Inconsistent findings of network connectivity in ASD may also be in part explained by high levels of heterogeneity (and cohort effects in limited samples). It has been proposed that the ASD brain may be characterized by variability of FC patterns across ASD individuals, referred to as ‘idiosyncrasy’ (Hahamy et al., 2015). FC patterns in autistic adults have been reported to be individually distinct or idiosyncratic during rest (Dickie et al., 2018, Hahamy et al., 2015, Hasson et al., 2009, Nunes et al., 2019). Such inter-individual variability may relate to findings of increased intra-individual variability in evoked cortical responses and spatio-temporal responses in ASD (Byrge et al., 2015, Dinstein et al., 2012; You et al., 2020; You et al., 2023).

| Instructions to follow |
Copy out the full passage on connectivity variability in ASD word for word. Rely on nothing but the passage on connectivity variability in ASD.

| Data for analysis |

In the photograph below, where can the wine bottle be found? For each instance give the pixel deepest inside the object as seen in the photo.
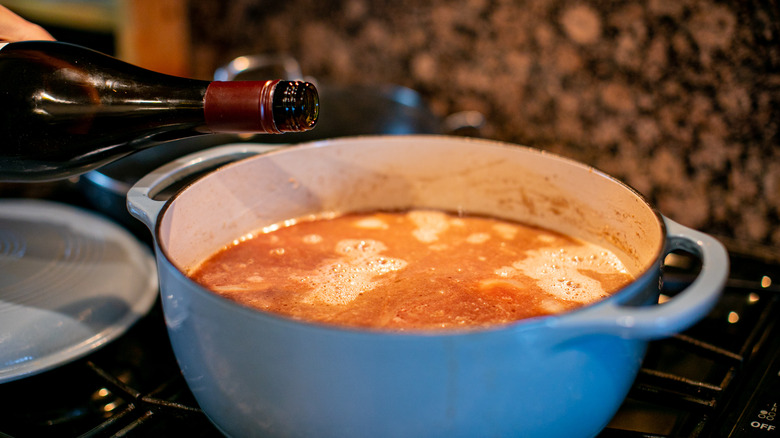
(67, 109)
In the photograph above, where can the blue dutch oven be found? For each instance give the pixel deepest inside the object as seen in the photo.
(258, 374)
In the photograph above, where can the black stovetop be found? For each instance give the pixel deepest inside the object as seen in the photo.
(720, 378)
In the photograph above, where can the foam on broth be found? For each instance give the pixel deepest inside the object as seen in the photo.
(418, 269)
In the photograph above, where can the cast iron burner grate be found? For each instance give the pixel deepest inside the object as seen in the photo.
(720, 378)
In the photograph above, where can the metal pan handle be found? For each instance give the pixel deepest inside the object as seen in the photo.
(680, 312)
(147, 197)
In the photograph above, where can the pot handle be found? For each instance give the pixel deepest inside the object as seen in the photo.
(680, 312)
(147, 197)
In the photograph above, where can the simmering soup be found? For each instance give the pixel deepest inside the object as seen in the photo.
(411, 270)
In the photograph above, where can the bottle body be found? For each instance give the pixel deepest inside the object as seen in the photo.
(67, 109)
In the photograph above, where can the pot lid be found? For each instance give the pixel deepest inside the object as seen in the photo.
(70, 282)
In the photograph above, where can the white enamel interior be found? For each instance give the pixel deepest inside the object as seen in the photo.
(449, 173)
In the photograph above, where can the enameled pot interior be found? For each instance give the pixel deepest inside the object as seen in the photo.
(399, 172)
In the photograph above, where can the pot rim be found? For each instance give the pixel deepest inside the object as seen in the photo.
(622, 295)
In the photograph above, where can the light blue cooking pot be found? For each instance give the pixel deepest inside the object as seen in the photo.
(256, 374)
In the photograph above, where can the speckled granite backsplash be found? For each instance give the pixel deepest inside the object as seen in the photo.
(679, 98)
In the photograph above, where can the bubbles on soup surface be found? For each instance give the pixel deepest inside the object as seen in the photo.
(341, 280)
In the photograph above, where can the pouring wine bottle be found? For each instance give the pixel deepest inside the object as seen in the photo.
(67, 109)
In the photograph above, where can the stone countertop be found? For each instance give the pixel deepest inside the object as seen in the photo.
(678, 98)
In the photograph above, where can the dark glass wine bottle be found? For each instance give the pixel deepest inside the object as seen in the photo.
(67, 109)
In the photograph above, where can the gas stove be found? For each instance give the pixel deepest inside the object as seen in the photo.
(719, 378)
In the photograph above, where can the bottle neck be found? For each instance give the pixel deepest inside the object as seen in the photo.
(271, 107)
(240, 107)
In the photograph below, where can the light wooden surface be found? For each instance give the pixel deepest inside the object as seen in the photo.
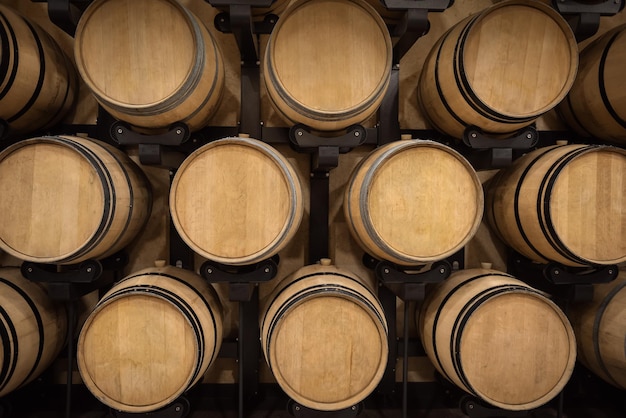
(69, 199)
(596, 104)
(150, 338)
(143, 77)
(325, 73)
(153, 240)
(498, 339)
(413, 202)
(35, 328)
(38, 84)
(563, 203)
(236, 201)
(324, 336)
(599, 329)
(499, 70)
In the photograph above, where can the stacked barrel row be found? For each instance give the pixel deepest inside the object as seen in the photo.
(238, 201)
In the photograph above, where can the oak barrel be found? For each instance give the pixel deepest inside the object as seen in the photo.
(325, 74)
(596, 103)
(471, 77)
(69, 199)
(413, 202)
(600, 328)
(142, 77)
(236, 201)
(38, 82)
(497, 338)
(324, 337)
(150, 338)
(33, 330)
(562, 203)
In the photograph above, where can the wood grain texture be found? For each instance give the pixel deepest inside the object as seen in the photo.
(38, 84)
(236, 201)
(327, 63)
(149, 63)
(596, 103)
(499, 69)
(69, 199)
(599, 329)
(150, 338)
(498, 339)
(413, 202)
(563, 203)
(34, 330)
(324, 337)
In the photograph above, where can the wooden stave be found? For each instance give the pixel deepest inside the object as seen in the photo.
(459, 108)
(497, 284)
(123, 216)
(360, 225)
(534, 235)
(193, 103)
(323, 120)
(292, 221)
(43, 325)
(331, 280)
(195, 299)
(45, 88)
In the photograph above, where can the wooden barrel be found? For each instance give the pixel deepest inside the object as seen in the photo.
(69, 199)
(498, 70)
(596, 103)
(325, 74)
(150, 338)
(236, 201)
(563, 203)
(142, 77)
(600, 328)
(497, 338)
(324, 336)
(38, 82)
(413, 202)
(33, 330)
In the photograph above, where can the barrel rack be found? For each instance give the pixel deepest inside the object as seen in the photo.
(169, 149)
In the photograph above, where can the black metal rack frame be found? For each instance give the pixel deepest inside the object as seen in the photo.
(169, 149)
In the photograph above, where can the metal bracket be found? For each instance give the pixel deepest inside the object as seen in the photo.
(151, 146)
(584, 17)
(477, 409)
(297, 410)
(178, 409)
(569, 284)
(304, 141)
(490, 152)
(222, 22)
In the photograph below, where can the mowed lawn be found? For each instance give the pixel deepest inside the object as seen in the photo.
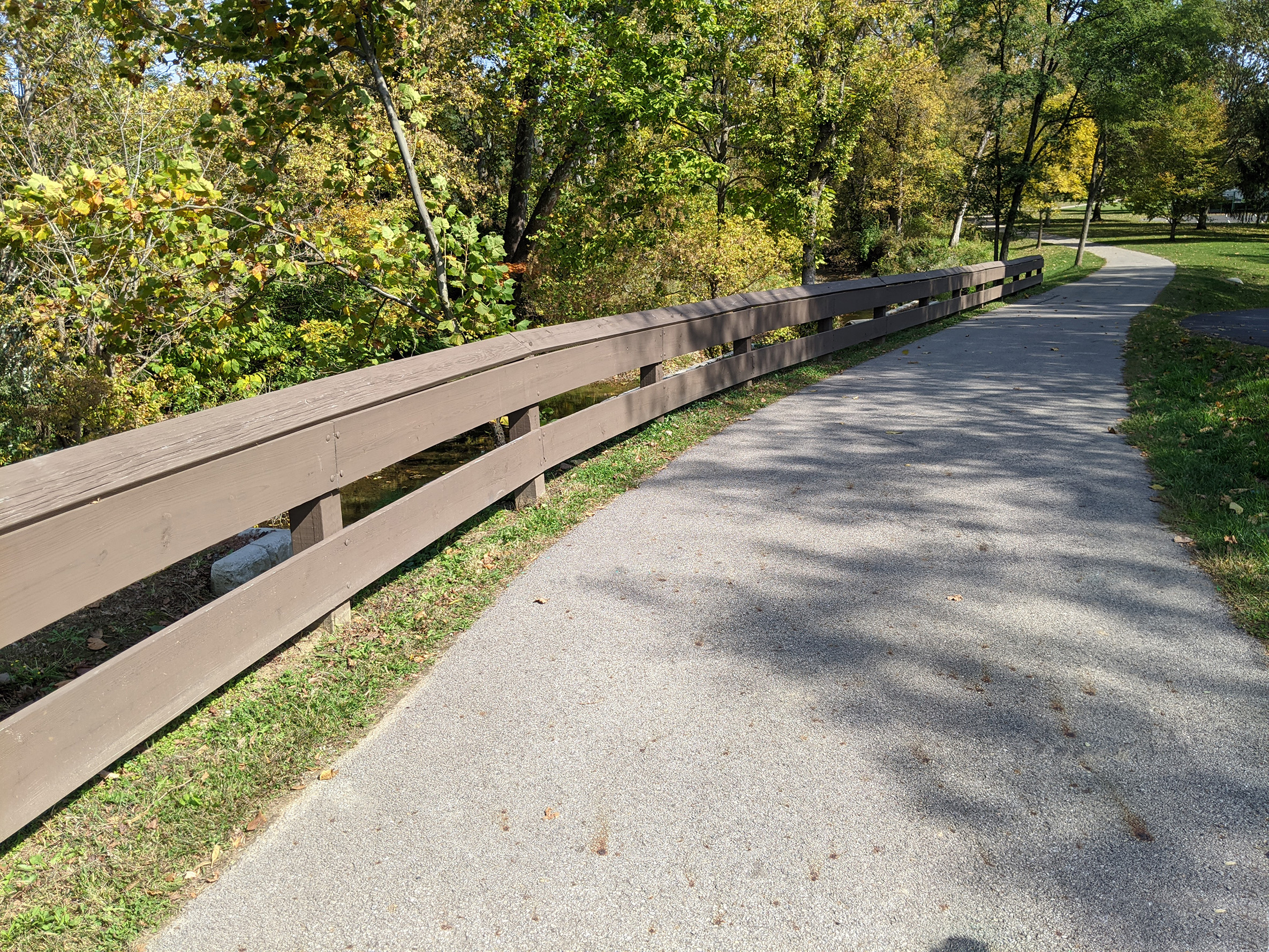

| Output of the task |
Inconsistent findings of network connectivity in ASD may also be in part explained by high levels of heterogeneity (and cohort effects in limited samples). It has been proposed that the ASD brain may be characterized by variability of FC patterns across ASD individuals, referred to as ‘idiosyncrasy’ (Hahamy et al., 2015). FC patterns in autistic adults have been reported to be individually distinct or idiosyncratic during rest (Dickie et al., 2018, Hahamy et al., 2015, Hasson et al., 2009, Nunes et al., 2019). Such inter-individual variability may relate to findings of increased intra-individual variability in evoked cortical responses and spatio-temporal responses in ASD (Byrge et al., 2015, Dinstein et al., 2012; You et al., 2020; You et al., 2023).